AUFGABENSTELLUNG 1
Beantworten Sie anhand des Berichts über Aleppo folgende Fragen:
(a) Wie viele Menschen leben etwa in den Rebellengebieten der Stadt?
(b) Zu welcher Hilfsorganisation gehört der Mitarbeiter, der gegenüber Reuters zitiert wird?
(c) Wozu drängt die EU die Türkei?
AUFGABENSTELLUNG 2
Kopieren Sie aus dem Bericht über Aleppo wortgetreu alles von „Vermutlich russische Kriegsflugzeuge“ bis hinunter zu „eine Million Menschen.“.

UNTERSUCHTER TEXT
-- -- --

Der Belagerungsring um die Rebellengebiete in der einst größten Stadt Syriens zieht sich damit immer enger. Zehntausende Flüchtlinge aus Aleppo sind inzwischen an der Grenze zur Türkei gestrandet. Türkische Helfer errichten dort auf der syrischen Seite ein neues Lager und versorgen die Menschen mit Lebensmitteln und Medikamenten. Die EU drängt die Türkei dagegen, die Flüchtlinge ins Land zu lassen.

Vermutlich russische Kriegsflugzeuge hätten Ziele um die Dörfer Bashkoy, Haritan und Kfr Hamra nördlich von Aleppo getroffen, erklärte die oppositionsnahe Beobachtungsstelle für Menschenrechte. Hilfsorganisationen warnen seit Tagen, dass das seit Jahren umkämpfte Aleppo kurz vor dem Fall an die Regierungstruppen stehe. Der Belagerungsring um die Rebellengebiete der Stadt, in denen etwa 350.000 Menschen leben, ist beinahe geschlossen. Die Aufständischen würden durch eine vollständige Einkesselung ihre letzte Versorgungsroute in Richtung Norden verlieren. In den Vierteln, die von der Regierung kontrolliert werden, wohnen mehr als eine Million Menschen.

Mit Lastwagen und Ambulanzen brachten türkische Helfer am Sonntag Lebensmittel und Medikamente über die syrische Grenze, um Zehntausende Flüchtlinge aus Aleppo zu versorgen. Unmittelbar hinter der Grenze bauten türkische Hilfsorganisationen neue Unterkünfte auf. "Wir verstärken unsere Anstrengungen in Syrien, um die Menschen unterzubringen, ihnen mit Lebensmitteln zu helfen und sie medizinisch zu versorgen", sagte ein Mitarbeiter der türkischen Hilfsorganisation IHH der Nachrichtenagentur Reuters. "Wir errichten gerade ein weiteres Lager."

-- -- --

ERFASSTE DATEN
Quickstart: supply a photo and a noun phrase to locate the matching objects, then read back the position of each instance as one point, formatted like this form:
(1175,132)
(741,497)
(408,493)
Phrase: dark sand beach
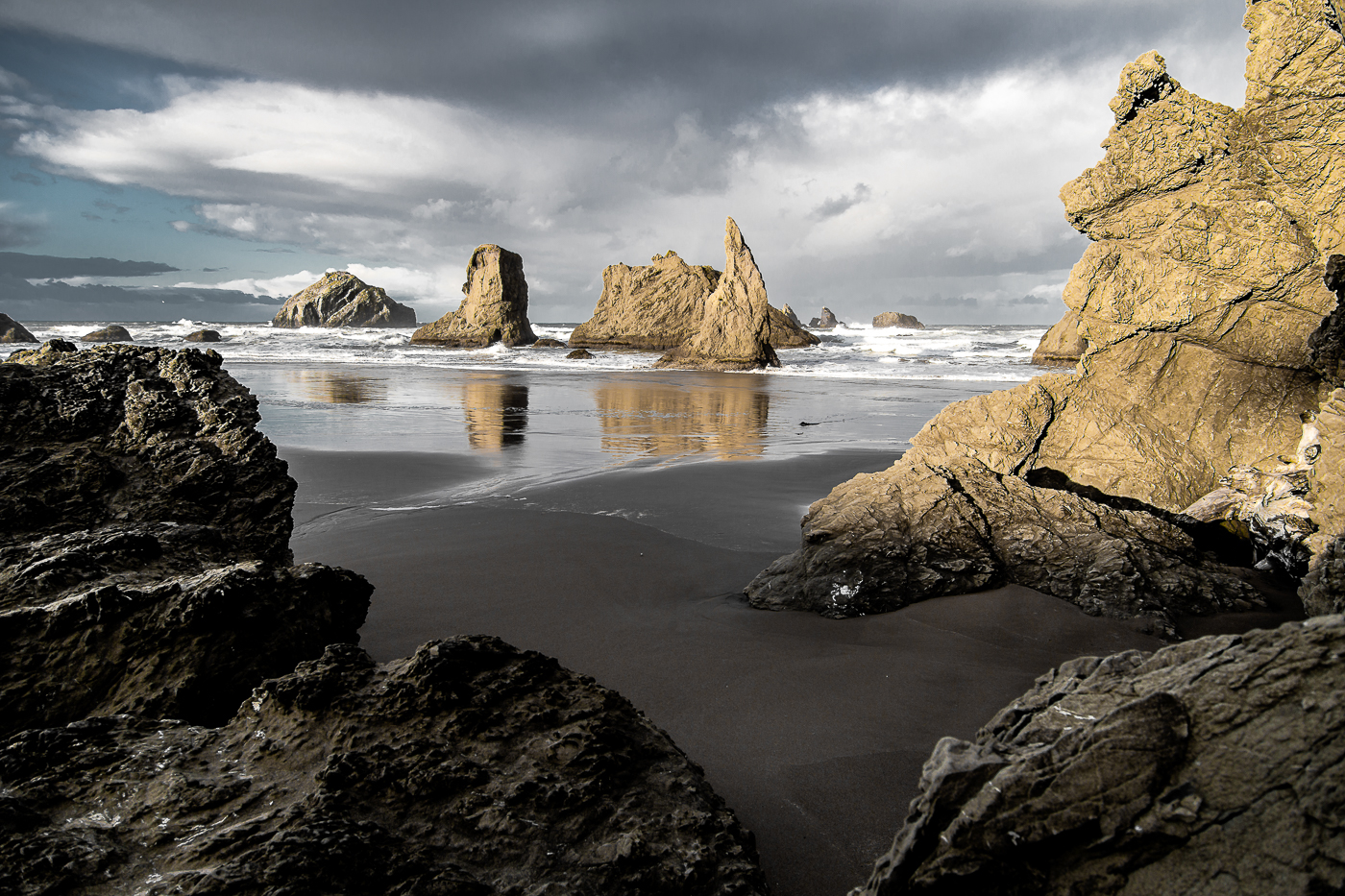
(616,534)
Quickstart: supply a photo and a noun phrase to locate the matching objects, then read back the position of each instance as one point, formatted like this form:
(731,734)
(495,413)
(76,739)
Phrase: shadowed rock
(468,768)
(342,299)
(1132,775)
(494,307)
(13,331)
(735,327)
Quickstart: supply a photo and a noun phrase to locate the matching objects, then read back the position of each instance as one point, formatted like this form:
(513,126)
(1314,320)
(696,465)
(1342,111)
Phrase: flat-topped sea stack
(896,319)
(661,305)
(735,326)
(494,305)
(1063,345)
(342,299)
(1210,368)
(13,331)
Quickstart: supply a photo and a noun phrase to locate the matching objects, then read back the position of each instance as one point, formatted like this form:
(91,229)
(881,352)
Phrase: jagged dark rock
(1212,765)
(494,305)
(340,299)
(144,541)
(114,332)
(468,768)
(13,331)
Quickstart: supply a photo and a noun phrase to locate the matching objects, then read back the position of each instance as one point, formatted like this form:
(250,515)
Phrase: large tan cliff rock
(494,305)
(340,299)
(661,305)
(1199,296)
(735,326)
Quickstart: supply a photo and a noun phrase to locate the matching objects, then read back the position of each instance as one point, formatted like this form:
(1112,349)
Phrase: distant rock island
(735,328)
(894,319)
(340,299)
(662,304)
(494,305)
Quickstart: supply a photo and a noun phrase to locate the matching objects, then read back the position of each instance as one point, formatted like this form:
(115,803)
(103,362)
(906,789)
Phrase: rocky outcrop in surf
(735,327)
(1201,301)
(144,559)
(1062,346)
(467,768)
(662,304)
(1130,775)
(340,299)
(494,305)
(13,331)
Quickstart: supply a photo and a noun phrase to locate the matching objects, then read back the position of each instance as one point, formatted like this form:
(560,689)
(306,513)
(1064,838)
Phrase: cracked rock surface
(468,768)
(1216,765)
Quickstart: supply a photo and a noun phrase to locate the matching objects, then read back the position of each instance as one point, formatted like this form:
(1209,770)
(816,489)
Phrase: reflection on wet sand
(655,420)
(497,413)
(338,388)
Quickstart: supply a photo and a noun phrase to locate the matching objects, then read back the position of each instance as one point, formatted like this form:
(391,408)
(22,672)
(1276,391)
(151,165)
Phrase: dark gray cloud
(17,264)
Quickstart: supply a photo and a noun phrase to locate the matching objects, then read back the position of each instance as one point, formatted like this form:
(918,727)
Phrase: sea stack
(1208,368)
(340,299)
(494,305)
(733,332)
(13,331)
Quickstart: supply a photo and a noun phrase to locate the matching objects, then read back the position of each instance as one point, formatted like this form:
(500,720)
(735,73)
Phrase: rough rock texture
(468,768)
(896,319)
(13,331)
(662,304)
(1199,299)
(1210,767)
(144,541)
(736,322)
(342,299)
(1062,346)
(494,307)
(116,332)
(826,321)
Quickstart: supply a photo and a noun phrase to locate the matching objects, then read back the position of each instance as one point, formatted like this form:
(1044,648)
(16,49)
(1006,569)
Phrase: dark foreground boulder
(494,305)
(1216,765)
(144,541)
(340,299)
(114,332)
(13,331)
(468,768)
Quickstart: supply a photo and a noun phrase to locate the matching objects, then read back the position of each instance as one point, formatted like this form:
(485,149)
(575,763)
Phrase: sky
(168,159)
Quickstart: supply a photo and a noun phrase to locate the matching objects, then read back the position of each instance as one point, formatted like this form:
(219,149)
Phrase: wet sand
(814,731)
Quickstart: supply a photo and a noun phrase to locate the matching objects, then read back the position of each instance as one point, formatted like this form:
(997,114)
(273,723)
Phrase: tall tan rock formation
(494,305)
(1200,298)
(735,327)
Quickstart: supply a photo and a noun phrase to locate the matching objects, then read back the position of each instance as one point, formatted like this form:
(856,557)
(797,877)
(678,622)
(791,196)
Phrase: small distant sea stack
(116,332)
(13,331)
(340,299)
(735,327)
(494,307)
(894,319)
(1062,346)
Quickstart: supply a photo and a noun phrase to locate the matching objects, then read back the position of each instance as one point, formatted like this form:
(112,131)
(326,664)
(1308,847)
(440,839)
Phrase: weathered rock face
(1132,775)
(662,304)
(826,321)
(494,307)
(342,299)
(144,545)
(1199,301)
(735,327)
(116,332)
(1062,346)
(13,331)
(467,768)
(894,319)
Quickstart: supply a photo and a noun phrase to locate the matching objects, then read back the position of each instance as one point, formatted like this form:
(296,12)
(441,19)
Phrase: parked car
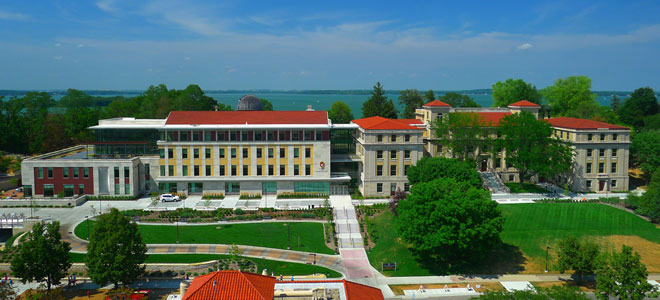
(169,198)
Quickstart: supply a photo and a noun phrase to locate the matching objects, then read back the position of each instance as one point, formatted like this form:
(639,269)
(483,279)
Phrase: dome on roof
(249,102)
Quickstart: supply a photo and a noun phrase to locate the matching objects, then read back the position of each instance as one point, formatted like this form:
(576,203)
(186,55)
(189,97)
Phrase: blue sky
(118,44)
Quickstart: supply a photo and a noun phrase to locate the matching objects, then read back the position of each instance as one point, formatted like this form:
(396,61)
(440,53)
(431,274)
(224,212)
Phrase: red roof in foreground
(251,117)
(231,285)
(585,124)
(437,103)
(524,103)
(380,123)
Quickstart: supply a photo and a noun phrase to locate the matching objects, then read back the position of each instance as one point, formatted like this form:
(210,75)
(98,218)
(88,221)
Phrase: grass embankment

-- -- --

IHRE LÖSUNG 1
(a) Etwa 350.000 Menschen.
(b) Zur türkischen Hilfsorganisation IHH.
(c) Die Flüchtlinge ins Land zu lassen.

IHRE LÖSUNG 2
Vermutlich russische Kriegsflugzeuge hätten Ziele um die Dörfer Bashkoy, Haritan und Kfr Hamra nördlich von Aleppo getroffen, erklärte die oppositionsnahe Beobachtungsstelle für Menschenrechte. Hilfsorganisationen warnen seit Tagen, dass das seit Jahren umkämpfte Aleppo kurz vor dem Fall an die Regierungstruppen stehe. Der Belagerungsring um die Rebellengebiete der Stadt, in denen etwa 350.000 Menschen leben, ist beinahe geschlossen. Die Aufständischen würden durch eine vollständige Einkesselung ihre letzte Versorgungsroute in Richtung Norden verlieren. In den Vierteln, die von der Regierung kontrolliert werden, wohnen mehr als eine Million Menschen.